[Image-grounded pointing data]
********

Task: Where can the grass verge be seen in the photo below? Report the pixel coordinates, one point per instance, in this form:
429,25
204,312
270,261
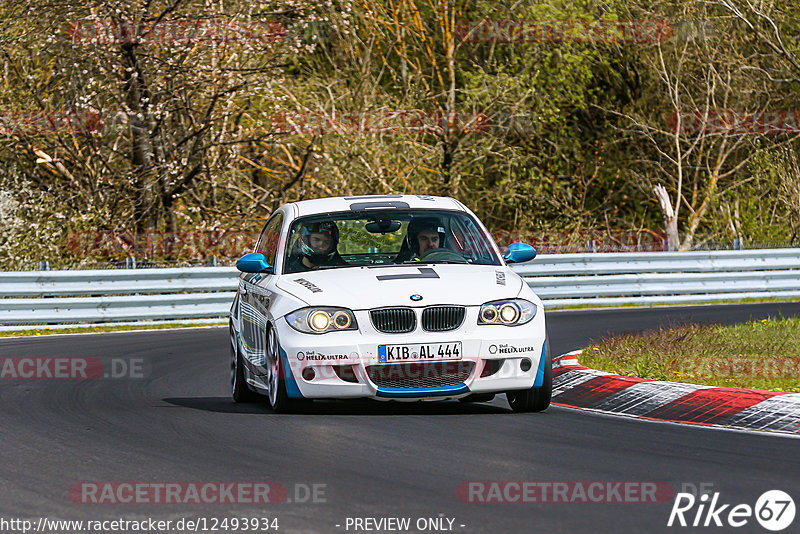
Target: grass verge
110,328
759,355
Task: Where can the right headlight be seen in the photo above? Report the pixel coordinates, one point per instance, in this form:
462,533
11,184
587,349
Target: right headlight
318,320
510,312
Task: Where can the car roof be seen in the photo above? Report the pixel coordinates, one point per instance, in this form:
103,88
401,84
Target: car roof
367,202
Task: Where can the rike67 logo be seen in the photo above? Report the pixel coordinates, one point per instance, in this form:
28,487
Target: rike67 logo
774,510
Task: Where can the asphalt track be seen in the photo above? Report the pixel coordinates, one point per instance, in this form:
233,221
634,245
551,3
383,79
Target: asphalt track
376,460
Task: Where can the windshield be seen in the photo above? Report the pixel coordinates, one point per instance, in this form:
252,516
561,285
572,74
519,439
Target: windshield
378,237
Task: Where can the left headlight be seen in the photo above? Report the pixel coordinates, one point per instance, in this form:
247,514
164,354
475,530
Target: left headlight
319,320
511,312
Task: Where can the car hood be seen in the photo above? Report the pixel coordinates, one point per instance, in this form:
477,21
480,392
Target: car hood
360,288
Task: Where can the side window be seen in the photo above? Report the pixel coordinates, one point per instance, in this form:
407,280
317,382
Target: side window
270,237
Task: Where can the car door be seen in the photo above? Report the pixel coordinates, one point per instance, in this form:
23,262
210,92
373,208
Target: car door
255,299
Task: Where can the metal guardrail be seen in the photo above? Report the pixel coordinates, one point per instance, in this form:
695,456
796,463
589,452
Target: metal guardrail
663,278
105,296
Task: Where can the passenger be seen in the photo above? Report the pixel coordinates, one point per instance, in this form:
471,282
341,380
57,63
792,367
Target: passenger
317,247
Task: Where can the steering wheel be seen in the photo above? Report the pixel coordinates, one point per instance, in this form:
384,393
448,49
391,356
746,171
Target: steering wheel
442,254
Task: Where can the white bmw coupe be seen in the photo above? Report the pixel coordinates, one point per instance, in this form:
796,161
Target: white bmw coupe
390,297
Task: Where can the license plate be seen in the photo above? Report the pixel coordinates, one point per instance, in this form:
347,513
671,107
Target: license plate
426,352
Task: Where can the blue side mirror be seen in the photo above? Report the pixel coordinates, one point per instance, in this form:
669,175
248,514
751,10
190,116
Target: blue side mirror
255,262
519,252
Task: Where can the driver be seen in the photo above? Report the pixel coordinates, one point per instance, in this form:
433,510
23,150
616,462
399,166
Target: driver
317,247
423,234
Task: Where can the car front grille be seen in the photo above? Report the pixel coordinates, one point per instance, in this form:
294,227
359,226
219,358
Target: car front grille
442,318
394,320
420,375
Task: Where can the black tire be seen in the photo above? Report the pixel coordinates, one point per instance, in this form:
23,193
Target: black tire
240,391
279,401
478,397
535,399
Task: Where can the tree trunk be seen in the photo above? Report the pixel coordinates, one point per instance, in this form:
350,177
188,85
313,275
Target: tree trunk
670,217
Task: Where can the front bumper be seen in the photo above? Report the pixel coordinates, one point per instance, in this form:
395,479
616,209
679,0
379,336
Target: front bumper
345,364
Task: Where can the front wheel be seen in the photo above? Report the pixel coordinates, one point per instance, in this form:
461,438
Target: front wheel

********

_What needs to be done_
Print the records word for word and exclude any picture they hold.

_Final answer_
Task: Where can the grass verge be seen in the photo below? Report the pixel coordinates, one point per instance, in this form:
429,25
204,312
270,261
Target: grass verge
110,328
759,355
Task: Where can the right headlight be seen in the photo above? Report the pixel coordinates, one point per instance, in this form:
462,533
11,184
587,349
Target: right headlight
318,320
510,312
Task: Where can the car roof be seen in the photo above? Report the pixel coordinates, one point per instance, in this form:
103,88
401,84
Target: car roof
367,202
Task: Where can the rike67 logo be seen in the photo above? Report the pixel coordinates, one point per instance, in this form:
28,487
Target: rike67 logo
774,510
Task: Where can the asphalt track be seen in the photo above? Report the pixel coordinates, one point per instance, in this form:
233,221
634,245
551,3
383,79
Target: asphalt track
376,460
Task: Where can the windshield be seen in the photo above? Report the pixel coordinates, one point per instance, in this form:
252,516
561,285
572,74
519,439
Target: windshield
378,237
Task: Where can the left headlight be seen in the photo above? Report the pixel coordinates, one point per instance, in this form:
247,514
164,354
475,530
Target: left headlight
319,320
511,312
Task: Where can the car hood be seen in the photo above? Report the pixel coordinates, one point per instance, in this form:
477,21
480,392
Target: car hood
360,288
Task: Where can the side window be seen in the photo above? Report the pixel coordinates, one point per instance, in this form:
407,280
317,382
Target: side window
270,237
Task: Where can the car door be seen in the photo above? Report the pixel coordinates, one point per instance, in this form:
23,262
210,92
373,208
Target: car door
255,299
Task: Where can the metal guardrail be seen in the photo above? Report the pixel coordinates, one point per instance, in this form:
695,456
796,463
589,452
Target: metal guardrail
663,278
105,296
Task: Where can the passenger be seen in the photo above? Report the pixel coordinates, one point per instance, in this form:
471,282
341,380
57,63
792,367
Target: passenger
317,247
Task: Where can the steering wheel be seen in the photo above? Report the pixel coordinates, one point per instance, in this form:
384,393
448,49
391,356
746,171
Target: steering wheel
442,254
Task: Where can the white bmw coupe be seen in the photo above? Report the pixel coordinates, one point per instance, in this form:
796,161
Target: white bmw coupe
390,297
Task: Where can the license plate be seen in the photo above? Report the pixel coordinates, one point per instance, in this form:
347,513
671,107
Target: license plate
426,352
Task: Where can the blue side mirror be seen in the photo above? Report the pixel coordinates, one point per instance, in this form:
669,175
248,514
751,10
190,116
Target: blue side mirror
255,262
519,252
Task: Where can the driver be seen in the photo above? Report the pixel coordinates, one point per instance, in this form:
433,510
23,150
616,462
399,166
Target: driver
317,247
423,234
Task: Where can the car front grille be seen in the photo above? Report the pixel coordinates, one point per instance, in this form:
294,227
359,226
219,358
Target: car front grille
442,318
394,320
420,375
Task: Where can the black tire be seen in the photo above? Report the pixel coordinates, one point per instance, in this form:
23,193
Target: black tire
240,391
279,401
478,397
535,399
Task: Where can the tree trunk be seen in the photo above? Report the pixel coordinates, one point per instance, in this form:
350,177
188,85
313,275
Target: tree trunk
670,217
Task: Where can the front bumper be seen in the photo above? Report the pixel coordinates, one point per instance, in this form:
395,479
616,209
679,0
379,336
Target: front bumper
345,364
Task: Where can the front wheel be seen in the photo above? Report the pixel coordinates, one point per instance, in this form:
461,438
Target: front wheel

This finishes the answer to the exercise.